══ Text block

O'Donnell Brain Institute receives $1 million Besing gift

Gilbert Besing

By Sharon Reynolds

Ignited by a passion to make life better for other families dealing with brain disorders, Tricia and Gilbert Besing have made a $1 million gift to establish the Gil J. Besing Endowment Fund in support of UT Southwestern’s Peter O’Donnell Jr. Brain Institute. The gift is particularly meaningful to the family as it was inspired by Mr. Besing’s mother, Sylvia, who suffered from a rare form of dementia called cerebral amyloid angiopathy (CAA).

Since 2009, Mr. Besing has served as a Trustee of Southwestern Medical Foundation, supporting advancement in scientific discovery, healing, and medical education. He said he is pleased to give to an institution that he is closely connected to and admires.

════
══ Information shown

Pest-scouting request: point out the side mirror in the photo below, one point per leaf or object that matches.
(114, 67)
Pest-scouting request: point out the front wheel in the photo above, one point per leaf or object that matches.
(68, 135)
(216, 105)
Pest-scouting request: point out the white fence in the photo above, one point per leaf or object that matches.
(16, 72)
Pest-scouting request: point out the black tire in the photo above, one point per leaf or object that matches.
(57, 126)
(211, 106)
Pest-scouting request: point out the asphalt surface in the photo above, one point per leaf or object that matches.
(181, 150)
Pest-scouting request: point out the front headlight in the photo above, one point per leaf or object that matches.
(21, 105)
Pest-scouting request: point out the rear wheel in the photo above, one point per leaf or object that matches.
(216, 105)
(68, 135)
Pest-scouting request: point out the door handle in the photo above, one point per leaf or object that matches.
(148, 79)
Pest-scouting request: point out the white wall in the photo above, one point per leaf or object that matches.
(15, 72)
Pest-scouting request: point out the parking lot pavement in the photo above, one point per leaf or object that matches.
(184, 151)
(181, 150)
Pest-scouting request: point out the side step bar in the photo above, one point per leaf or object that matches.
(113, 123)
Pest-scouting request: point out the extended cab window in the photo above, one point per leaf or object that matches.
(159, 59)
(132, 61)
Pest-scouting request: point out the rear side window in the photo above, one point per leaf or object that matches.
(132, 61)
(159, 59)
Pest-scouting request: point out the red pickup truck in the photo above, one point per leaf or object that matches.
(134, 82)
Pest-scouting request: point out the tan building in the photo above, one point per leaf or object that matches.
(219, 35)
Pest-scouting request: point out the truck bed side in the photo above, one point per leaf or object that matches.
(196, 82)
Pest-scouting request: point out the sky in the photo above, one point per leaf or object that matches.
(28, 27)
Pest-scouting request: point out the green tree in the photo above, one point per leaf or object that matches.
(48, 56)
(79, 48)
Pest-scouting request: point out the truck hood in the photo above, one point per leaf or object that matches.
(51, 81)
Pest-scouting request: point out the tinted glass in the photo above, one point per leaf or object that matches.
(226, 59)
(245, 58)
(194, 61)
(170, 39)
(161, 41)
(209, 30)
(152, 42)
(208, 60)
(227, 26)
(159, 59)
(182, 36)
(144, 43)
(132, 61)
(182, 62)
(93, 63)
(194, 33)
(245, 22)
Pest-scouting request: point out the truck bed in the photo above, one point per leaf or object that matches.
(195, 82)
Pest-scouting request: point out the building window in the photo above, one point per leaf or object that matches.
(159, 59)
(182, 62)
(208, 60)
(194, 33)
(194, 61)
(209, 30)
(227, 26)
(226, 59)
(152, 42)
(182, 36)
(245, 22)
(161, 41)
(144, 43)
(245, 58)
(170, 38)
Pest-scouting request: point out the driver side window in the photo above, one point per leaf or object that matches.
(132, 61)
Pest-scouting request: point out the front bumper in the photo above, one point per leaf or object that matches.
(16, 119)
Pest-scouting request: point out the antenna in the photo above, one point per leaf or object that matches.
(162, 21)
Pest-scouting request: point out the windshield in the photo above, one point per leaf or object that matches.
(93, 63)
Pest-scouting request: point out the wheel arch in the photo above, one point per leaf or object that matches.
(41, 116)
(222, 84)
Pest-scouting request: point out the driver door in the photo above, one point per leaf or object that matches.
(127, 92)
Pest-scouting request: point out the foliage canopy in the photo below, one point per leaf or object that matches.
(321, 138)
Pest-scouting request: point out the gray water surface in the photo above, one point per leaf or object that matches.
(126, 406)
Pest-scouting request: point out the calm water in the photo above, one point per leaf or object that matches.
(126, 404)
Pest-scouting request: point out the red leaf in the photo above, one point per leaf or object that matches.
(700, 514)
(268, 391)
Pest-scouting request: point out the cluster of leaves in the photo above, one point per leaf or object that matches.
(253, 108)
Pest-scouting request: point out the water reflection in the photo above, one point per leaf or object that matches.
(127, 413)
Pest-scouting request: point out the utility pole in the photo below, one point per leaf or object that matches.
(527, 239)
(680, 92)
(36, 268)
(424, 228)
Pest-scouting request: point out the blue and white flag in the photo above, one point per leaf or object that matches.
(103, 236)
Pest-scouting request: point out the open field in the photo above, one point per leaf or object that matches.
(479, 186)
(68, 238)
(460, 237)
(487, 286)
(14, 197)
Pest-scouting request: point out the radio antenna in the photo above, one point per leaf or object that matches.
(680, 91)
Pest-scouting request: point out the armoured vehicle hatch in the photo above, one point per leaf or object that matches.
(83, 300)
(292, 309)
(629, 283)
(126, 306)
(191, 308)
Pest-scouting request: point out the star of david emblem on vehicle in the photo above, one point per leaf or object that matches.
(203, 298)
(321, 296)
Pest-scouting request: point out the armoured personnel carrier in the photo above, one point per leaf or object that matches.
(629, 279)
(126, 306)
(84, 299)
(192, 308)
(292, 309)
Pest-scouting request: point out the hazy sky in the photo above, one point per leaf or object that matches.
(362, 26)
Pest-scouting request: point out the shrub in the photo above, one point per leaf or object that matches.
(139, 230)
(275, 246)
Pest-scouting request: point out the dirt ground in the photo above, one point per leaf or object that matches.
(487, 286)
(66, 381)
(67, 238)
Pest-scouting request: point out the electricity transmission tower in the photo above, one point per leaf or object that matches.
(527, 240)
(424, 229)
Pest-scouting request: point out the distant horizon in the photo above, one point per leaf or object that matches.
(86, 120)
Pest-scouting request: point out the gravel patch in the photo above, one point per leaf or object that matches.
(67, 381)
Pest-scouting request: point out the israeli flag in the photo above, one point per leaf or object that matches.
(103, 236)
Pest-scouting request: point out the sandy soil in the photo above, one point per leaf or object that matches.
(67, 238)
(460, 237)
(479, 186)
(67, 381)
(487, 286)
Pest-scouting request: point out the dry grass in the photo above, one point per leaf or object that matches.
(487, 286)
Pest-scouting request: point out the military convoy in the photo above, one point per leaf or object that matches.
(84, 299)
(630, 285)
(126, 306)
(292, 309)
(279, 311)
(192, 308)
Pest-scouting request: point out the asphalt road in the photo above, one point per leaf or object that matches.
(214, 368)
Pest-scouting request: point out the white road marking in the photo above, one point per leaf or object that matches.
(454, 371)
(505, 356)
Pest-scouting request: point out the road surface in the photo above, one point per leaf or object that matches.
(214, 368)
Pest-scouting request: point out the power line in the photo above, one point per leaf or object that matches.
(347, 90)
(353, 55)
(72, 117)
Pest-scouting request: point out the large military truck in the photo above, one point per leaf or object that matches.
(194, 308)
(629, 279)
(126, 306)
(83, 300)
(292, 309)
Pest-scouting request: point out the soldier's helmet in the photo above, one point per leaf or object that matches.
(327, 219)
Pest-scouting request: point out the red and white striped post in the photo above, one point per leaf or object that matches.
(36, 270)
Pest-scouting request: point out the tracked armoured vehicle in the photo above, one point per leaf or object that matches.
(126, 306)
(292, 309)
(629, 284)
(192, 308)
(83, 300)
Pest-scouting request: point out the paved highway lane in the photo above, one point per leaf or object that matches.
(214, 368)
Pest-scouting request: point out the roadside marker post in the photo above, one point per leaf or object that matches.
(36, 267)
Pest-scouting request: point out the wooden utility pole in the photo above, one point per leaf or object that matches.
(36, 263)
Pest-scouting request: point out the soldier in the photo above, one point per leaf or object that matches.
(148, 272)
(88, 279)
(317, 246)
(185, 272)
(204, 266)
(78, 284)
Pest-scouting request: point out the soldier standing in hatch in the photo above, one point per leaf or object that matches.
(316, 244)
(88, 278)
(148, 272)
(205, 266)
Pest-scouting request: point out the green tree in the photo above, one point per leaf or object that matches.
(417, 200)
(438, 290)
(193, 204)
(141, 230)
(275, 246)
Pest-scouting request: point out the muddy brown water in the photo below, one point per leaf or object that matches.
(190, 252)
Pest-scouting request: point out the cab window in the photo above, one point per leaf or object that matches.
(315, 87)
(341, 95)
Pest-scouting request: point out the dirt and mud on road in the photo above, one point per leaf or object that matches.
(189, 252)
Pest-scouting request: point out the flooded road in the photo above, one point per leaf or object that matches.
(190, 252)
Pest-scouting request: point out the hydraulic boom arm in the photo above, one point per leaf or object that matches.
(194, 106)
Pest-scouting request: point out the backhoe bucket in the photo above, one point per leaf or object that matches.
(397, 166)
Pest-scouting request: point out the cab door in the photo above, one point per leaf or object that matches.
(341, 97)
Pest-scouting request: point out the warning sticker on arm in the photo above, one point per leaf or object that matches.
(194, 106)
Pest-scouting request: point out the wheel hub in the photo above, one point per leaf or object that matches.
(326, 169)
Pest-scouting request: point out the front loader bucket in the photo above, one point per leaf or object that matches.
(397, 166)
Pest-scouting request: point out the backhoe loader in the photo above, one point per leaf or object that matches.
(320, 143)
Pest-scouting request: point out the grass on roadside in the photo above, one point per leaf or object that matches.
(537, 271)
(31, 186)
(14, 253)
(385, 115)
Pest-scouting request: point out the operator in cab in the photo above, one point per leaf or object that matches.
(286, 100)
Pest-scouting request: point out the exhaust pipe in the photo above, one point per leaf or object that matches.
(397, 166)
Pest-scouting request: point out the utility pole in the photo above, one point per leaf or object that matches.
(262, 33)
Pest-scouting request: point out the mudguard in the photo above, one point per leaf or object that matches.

════
══ Information shown

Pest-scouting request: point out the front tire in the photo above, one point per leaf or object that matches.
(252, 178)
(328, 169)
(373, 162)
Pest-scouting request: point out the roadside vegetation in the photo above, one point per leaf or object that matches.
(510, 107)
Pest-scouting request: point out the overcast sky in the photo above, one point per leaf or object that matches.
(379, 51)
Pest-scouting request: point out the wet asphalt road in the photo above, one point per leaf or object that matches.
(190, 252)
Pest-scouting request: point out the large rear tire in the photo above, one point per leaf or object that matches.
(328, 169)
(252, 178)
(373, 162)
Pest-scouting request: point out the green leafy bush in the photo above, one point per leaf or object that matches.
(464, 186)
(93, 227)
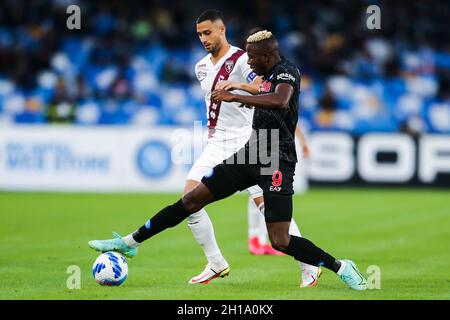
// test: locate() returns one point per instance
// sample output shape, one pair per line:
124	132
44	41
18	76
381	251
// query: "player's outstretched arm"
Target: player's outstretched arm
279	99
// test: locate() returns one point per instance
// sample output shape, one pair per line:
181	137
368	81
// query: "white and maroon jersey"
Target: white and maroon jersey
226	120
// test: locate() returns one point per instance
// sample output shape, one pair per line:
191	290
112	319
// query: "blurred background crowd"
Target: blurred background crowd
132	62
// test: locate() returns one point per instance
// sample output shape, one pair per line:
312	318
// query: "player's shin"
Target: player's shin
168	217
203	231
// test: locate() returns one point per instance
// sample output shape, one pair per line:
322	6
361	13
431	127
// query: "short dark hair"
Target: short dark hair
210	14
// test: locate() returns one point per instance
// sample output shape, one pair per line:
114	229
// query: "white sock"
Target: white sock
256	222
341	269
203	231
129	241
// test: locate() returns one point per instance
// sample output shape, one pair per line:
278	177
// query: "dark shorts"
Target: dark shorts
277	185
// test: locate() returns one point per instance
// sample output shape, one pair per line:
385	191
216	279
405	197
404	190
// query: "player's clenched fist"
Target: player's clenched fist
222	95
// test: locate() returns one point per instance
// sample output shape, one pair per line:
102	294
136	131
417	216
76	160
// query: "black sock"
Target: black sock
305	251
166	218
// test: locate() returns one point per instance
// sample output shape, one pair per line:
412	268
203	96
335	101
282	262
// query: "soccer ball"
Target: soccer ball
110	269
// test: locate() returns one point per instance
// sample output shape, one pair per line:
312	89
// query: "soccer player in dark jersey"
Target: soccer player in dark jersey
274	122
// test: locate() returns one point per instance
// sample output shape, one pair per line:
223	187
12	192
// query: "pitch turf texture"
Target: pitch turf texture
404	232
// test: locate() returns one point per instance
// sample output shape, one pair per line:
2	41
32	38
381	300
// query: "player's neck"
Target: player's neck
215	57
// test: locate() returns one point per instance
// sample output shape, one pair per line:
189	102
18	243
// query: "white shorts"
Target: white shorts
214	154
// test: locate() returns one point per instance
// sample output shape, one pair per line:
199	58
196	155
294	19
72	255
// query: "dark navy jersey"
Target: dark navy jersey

════
══ Information shown

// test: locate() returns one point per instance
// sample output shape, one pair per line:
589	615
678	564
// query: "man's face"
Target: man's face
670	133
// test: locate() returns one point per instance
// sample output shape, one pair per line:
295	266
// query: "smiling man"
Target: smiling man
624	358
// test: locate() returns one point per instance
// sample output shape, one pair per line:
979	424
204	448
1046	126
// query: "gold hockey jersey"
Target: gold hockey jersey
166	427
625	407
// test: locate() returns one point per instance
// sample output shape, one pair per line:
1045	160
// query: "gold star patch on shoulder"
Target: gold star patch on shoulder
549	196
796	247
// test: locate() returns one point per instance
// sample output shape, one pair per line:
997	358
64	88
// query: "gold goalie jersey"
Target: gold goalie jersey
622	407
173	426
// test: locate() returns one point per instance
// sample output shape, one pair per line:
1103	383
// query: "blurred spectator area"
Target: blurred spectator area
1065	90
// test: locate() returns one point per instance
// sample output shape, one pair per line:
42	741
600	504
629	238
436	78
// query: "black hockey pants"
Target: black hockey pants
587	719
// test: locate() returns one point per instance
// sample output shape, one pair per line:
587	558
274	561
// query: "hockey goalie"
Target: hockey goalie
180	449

════

=== To do ===
[1] Answer the following about the article on the Besing gift, one line each:
(a) What is the name of the endowment fund the gift establishes?
(b) What rare form of dementia did Sylvia Besing suffer from?
(c) Since what year has Mr. Besing served as a Trustee of Southwestern Medical Foundation?
[2] From the article on the Besing gift, list the areas in which Mr. Besing supports advancement as a Trustee of Southwestern Medical Foundation.
[3] Resume the article on the Besing gift, beginning after its final sentence.

=== Results in order ===
[1]
(a) The Gil J. Besing Endowment Fund
(b) Cerebral amyloid angiopathy (CAA)
(c) 2009

[2] Scientific discovery, healing, medical education

[3]
“UT Southwestern is a world-renowned academic medical center and research facility right here in Dallas, and its leaders do everything to excel at whatever they undertake,” Mr. Besing said. “One example of that is the O’Donnell Brain Institute, which is on the cutting edge of Alzheimer’s and related diseases. Our hope is that the Institute continues to advance medicine in the field of brain disease and research.”

“We are tremendously grateful to Tricia and Gilbert Besing for this support,” said Dr. Daniel K. Podolsky, President of UT Southwestern. “The Fund they created to honor Gil’s mother is enabling UT Southwestern researchers to discover potential new treatment options which offer hope to countless patients and their families.”

Hope for millions with brain disorders
CAA – the disorder that affected Sylvia Besing – is caused by abnormal accumulation of the amyloid protein in arteries of the brain. While the disorder can be detected with advanced brain imaging techniques, there is not an effective treatment.

“CAA is increasingly recognized as a cause of both dementia and brain hemorrhage in older individuals,” said Dr. Mark Goldberg, Chair of Neurology and Neurotherapeutics. “This important gift will support scientists and clinicians of the O’Donnell Brain Institute as we seek effective treatments for serious brain illnesses such as CAA.”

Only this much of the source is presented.